### PROMPT
Copy out the entries that follow exactly, leaving out the pictures.

━━━━━━━━━━━━━━━━

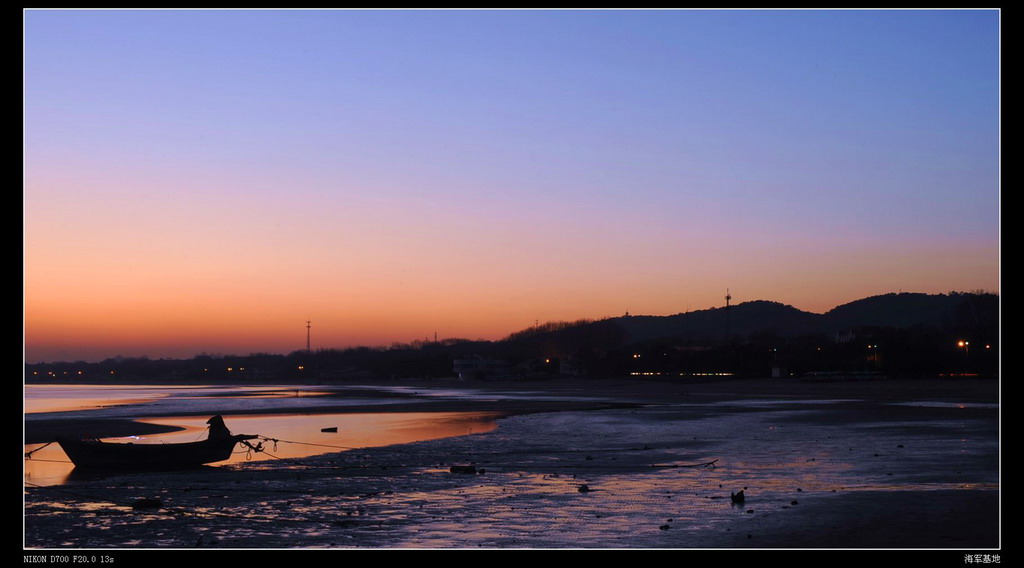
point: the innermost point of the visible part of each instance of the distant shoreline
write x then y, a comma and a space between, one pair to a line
607, 393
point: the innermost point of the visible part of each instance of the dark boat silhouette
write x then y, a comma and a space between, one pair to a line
96, 454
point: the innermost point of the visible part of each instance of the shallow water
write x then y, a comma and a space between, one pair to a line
293, 435
861, 477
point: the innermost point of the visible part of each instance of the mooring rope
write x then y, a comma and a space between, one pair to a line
28, 454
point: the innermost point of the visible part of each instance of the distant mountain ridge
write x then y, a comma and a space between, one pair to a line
889, 310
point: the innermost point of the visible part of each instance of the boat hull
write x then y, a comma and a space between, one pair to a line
95, 454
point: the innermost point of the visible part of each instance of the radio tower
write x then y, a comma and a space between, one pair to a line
727, 330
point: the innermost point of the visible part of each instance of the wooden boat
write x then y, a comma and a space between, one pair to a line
107, 455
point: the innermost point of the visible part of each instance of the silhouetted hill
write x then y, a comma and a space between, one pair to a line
896, 310
711, 324
919, 334
763, 317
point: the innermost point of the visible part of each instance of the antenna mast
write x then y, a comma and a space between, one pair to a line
728, 297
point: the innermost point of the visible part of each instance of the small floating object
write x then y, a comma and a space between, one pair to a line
146, 504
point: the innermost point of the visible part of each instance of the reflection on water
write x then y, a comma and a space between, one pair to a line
294, 436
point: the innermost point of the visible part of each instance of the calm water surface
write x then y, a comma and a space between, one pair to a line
294, 434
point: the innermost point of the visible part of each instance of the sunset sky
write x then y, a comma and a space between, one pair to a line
208, 180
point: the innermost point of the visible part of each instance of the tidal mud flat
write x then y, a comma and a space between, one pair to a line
871, 465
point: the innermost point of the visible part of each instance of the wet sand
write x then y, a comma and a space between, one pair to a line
860, 465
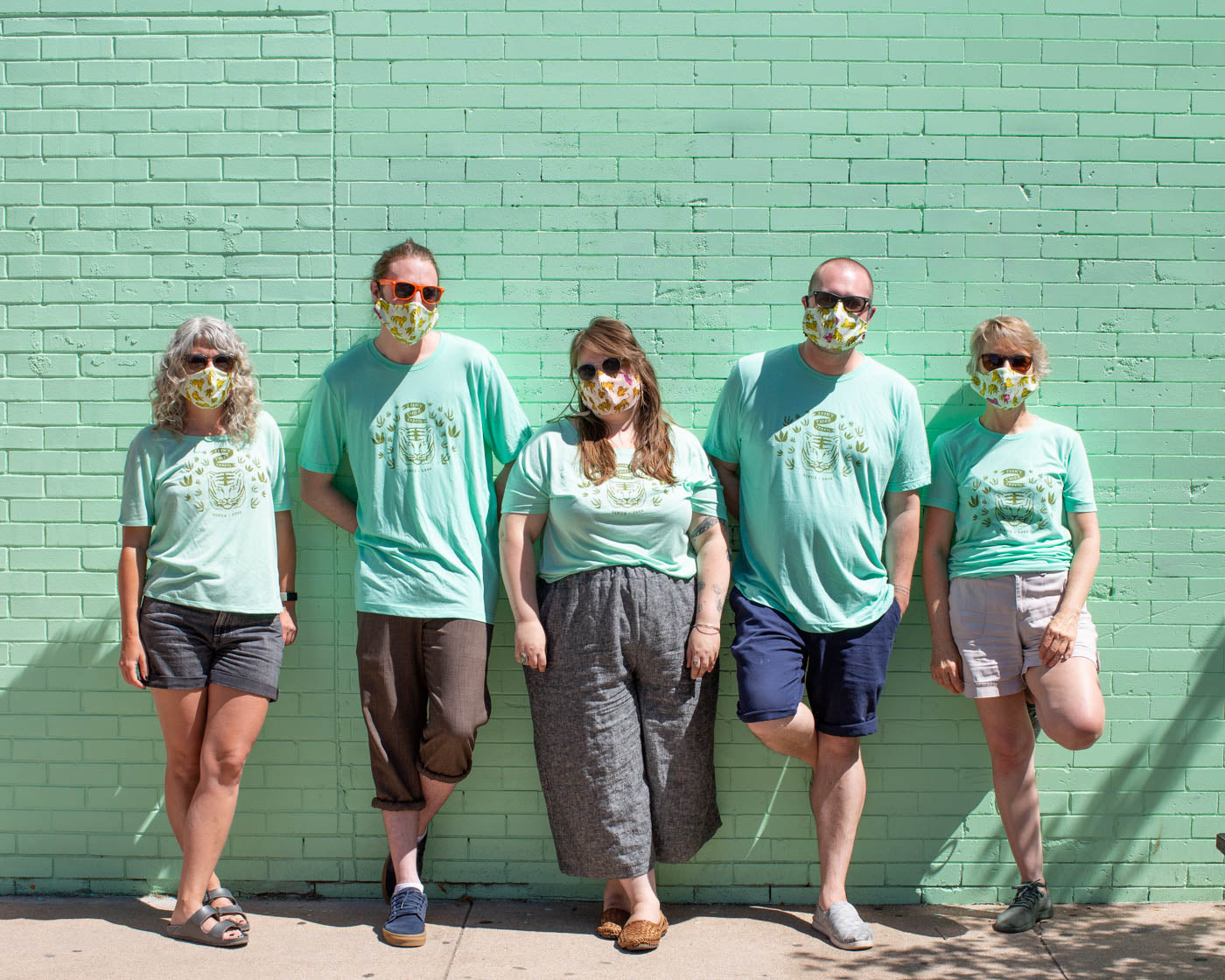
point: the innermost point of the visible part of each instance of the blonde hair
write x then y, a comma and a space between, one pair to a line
242, 408
1010, 328
654, 453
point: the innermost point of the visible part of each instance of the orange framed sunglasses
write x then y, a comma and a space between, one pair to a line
403, 290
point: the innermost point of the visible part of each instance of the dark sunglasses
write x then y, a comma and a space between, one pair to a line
587, 371
1019, 363
829, 300
402, 290
222, 363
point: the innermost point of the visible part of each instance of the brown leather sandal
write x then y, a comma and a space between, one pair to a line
612, 920
639, 934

━━━━━━━━━━━━━━━━

### ANSWER TO THE EXERCISE
point: the innermost point of the visible part of each instance of the distant shoreline
write x then y, a comma and a space between, one pair to a line
607, 393
point: the innermost point of the visible part of each instance of the dark boat silhouette
write x then y, a comma and a space between, one pair to a line
96, 454
point: the innermost point of the visible part of each instance of the shallow water
write x then y, a comma and a space between, one pair to a line
293, 435
861, 477
point: the innermost point of the visible part of each instance of the mooring rope
write x then y, a comma and a space between, one pair to a line
28, 454
point: the innermost point of the visible part of each instance of the distant mountain ridge
write x then y, a comma and a space between, one pair to a line
889, 310
point: the innermost point of the visible part of each instance of the boat hull
write x then y, a comma and a space between, one pair to a line
95, 454
point: the innermost point of the visible part of each instance of the radio tower
write x then y, a comma and a space between, one pair to a line
727, 330
point: the innermost point of the visible part of each instance of the wooden boat
write x then y, a comma and a space between, one pair to a line
107, 455
point: the innermost point of the visible part of each instance of the silhouetted hill
write x then y, a comma and a space between, one pair to a line
896, 310
711, 324
919, 334
763, 317
point: the innermost point of the visible part of each instance of the antenna mast
write x then y, a comma and a space between, one pair to a line
728, 297
point: the innermost point of the visible part of each instance of the small floating object
write x then y, a comma and a space between, one pair to a line
146, 504
point: the innermost point of the visible part of each instance of the reflection on water
write x then y, a comma and a space between, one pair to a line
294, 436
point: the innermost point of the visible part of each instance of the calm water surface
write x then y, a comma and a space between, one pair to a line
294, 434
point: the innermost point of the visible part of each instance of the sunset sky
write x then y, a comma and a space between, one pair to a line
208, 180
point: the innermost point of the visible part of each instance of the tidal mud flat
write x then y, a comma and a space between, one pair to a line
871, 465
point: the innermost point of the visible part of each instance of the wet sand
write x then y, a comma and a space between, one pair to a line
860, 465
point: the innermost point of the visible part of each instance of the blonde hair
write x then y, a comma and a space between, one pair to a line
242, 408
1010, 328
654, 453
point: the innermost point of the visible part of each instance of the orange framed sunglasses
write x then y, a comma and a space between, one pair to a line
403, 290
point: the innermost point of the visible part of each instance of the dark sunglasses
write x then y, a comma and a space between, one pair to a line
587, 371
1019, 363
829, 300
402, 290
222, 363
point: the innermost point of the visible part of each instance of the brown leather sandal
write x then y, a comma and a space between, one pair to a line
612, 920
639, 934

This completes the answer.